● **Dataset records**:
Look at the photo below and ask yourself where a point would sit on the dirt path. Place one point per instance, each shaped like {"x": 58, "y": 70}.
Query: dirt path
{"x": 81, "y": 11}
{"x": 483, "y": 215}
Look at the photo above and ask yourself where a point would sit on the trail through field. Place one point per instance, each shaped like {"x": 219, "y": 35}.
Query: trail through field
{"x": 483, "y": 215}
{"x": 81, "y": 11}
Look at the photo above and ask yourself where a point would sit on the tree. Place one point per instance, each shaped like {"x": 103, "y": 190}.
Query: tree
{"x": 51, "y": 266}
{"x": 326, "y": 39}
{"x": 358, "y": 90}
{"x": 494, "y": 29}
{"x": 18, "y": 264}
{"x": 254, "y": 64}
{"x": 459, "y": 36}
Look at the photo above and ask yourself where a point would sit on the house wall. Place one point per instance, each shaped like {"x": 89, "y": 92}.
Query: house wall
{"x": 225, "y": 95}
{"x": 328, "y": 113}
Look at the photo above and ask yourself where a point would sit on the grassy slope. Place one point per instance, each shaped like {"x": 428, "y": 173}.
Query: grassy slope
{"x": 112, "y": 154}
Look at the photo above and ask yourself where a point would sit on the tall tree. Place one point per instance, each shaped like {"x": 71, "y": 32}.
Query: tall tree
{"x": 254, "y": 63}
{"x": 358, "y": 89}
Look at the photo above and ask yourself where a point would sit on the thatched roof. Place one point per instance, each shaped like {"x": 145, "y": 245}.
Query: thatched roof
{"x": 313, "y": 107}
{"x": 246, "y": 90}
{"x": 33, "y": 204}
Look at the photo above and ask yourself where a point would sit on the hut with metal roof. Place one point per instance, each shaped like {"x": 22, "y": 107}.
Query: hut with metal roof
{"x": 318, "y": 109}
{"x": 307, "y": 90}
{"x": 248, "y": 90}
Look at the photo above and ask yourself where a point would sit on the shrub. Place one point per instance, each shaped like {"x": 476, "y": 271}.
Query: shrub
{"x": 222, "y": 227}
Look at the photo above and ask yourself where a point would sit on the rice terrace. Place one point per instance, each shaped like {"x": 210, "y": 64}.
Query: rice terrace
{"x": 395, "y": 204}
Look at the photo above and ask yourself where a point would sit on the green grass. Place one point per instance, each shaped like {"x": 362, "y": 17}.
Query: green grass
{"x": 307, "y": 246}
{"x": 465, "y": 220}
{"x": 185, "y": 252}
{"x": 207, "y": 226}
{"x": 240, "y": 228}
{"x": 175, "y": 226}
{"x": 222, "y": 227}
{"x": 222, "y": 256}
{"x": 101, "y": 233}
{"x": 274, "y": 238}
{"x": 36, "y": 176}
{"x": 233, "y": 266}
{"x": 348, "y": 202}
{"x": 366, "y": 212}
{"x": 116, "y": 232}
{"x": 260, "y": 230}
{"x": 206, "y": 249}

* * *

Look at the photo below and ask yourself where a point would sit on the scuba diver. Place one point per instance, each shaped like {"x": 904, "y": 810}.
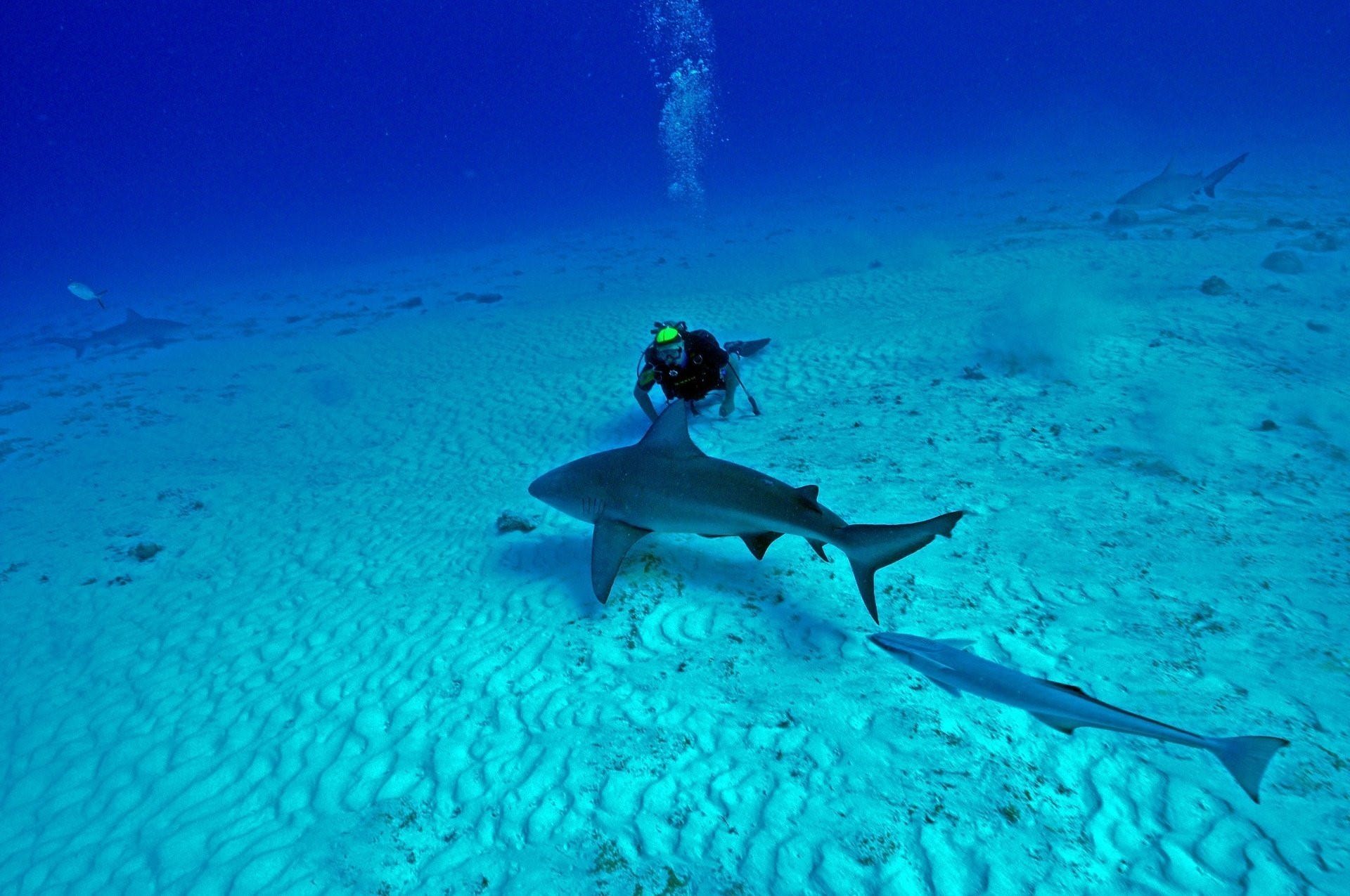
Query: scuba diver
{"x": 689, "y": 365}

● **Your instructions**:
Find each line in the material above that contains the word "dirt", and copy those lines out.

● **Response to the task**:
Look at the photo below and ask yourself where a point would sit on the dirt path. Place one point per instance, each shaped like {"x": 58, "y": 70}.
Query: dirt path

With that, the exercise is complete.